Document

-- BEGIN --

Jacqueline Jones (born 17 June 1948) is an American social historian. She held the Walter Prescott Webb Chair in History and Ideas from 2008 to 2017 and is Mastin Gentry White Professor of Southern History at the University of Texas at Austin. Her expertise is in American social history in addition to writing on economics (including feminist economics), race, slavery, and class. She is a Macarthur Fellow, Bancroft Prize Winner, and has been a finalist for the Pulitzer Prize twice.

Background 
Jones was born in Delaware. Jones' mother taught at Delaware Technical and Community College. Her father, Albert P. Jones (died 1995), worked for DuPont and was the president of the Delaware State Board of Education for many years; she attended an elementary school in Christiana, Delaware named after him in 1996. Jones received a B.A. in 1970 from the University of Delaware, and a Ph.D. in 1976 from the University of Wisconsin–Madison. She has held academic positions at Wellesley College, Brown University and Brandeis University. In July 1999 Jones was awarded a MacArthur Fellowship. Although the award typically allows academics to take time off from their teaching, she decided to wait before beginning her research and worked through the period of the fellowship, saying, "I think I will take time off in a few years, but I really like being here on campus, being around my colleagues, teaching." Jones has also been awarded a Ford Fellowship, a Woodrow Wilson Fellowship, and an American Council of Learned Societies Fellowship, and was twice a finalist for the Pulitzer Prize in history. She is married to the political scientist and law professor Jeffrey Abramson, author of We, The Jury and Minerva's Owl, among other texts. The couple has two daughters, Sarah Jones Abramson and Anna Jones Abramson.

-- END --

Records from a collection
-- BEGIN --

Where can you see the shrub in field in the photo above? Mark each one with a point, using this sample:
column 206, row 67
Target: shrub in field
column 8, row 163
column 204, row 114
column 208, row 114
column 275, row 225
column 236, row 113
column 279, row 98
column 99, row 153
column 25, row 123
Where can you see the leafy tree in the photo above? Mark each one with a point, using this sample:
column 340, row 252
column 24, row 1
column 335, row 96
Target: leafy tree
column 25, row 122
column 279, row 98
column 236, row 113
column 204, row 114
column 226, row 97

-- END --
-- BEGIN --

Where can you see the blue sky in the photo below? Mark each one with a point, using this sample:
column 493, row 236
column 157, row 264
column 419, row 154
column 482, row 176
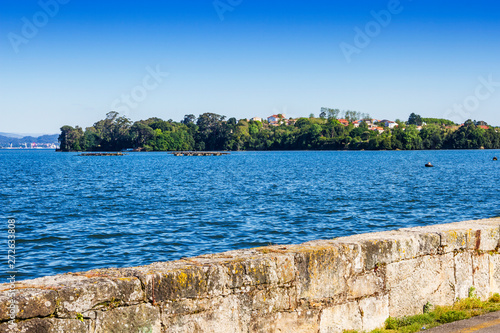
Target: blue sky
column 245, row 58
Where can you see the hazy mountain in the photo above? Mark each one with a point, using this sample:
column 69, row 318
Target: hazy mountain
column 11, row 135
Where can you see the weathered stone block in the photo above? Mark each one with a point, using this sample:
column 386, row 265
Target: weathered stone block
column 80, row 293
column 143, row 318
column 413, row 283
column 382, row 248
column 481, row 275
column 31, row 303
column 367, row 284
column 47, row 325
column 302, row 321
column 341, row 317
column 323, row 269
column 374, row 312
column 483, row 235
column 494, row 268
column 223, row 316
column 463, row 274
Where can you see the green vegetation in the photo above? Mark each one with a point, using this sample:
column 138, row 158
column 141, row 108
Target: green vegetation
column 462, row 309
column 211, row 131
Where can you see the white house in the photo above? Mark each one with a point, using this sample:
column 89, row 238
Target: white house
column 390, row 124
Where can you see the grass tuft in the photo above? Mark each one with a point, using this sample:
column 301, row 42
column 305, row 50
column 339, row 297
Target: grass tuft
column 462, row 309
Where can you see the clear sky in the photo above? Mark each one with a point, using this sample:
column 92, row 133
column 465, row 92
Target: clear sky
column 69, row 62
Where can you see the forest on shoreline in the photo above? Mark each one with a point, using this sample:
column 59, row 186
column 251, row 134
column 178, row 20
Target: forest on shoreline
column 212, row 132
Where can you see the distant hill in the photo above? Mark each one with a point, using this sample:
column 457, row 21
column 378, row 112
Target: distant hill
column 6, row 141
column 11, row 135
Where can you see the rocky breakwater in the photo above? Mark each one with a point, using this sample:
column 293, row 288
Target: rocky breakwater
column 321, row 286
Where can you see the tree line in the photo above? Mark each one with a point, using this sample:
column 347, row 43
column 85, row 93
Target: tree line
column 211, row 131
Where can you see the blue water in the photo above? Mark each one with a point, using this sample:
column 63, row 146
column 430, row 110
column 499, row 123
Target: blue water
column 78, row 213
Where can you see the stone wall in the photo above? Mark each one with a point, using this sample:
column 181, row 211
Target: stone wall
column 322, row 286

-- END --

Aim of the exercise
Write out the passage from the Jacqueline Jones biography word for word, starting at "Jacqueline Jones (born" and ending at "Pulitzer Prize twice.". These entries have no connection to the text about Jacqueline Jones.

Solution to the problem
Jacqueline Jones (born 17 June 1948) is an American social historian. She held the Walter Prescott Webb Chair in History and Ideas from 2008 to 2017 and is Mastin Gentry White Professor of Southern History at the University of Texas at Austin. Her expertise is in American social history in addition to writing on economics (including feminist economics), race, slavery, and class. She is a Macarthur Fellow, Bancroft Prize Winner, and has been a finalist for the Pulitzer Prize twice.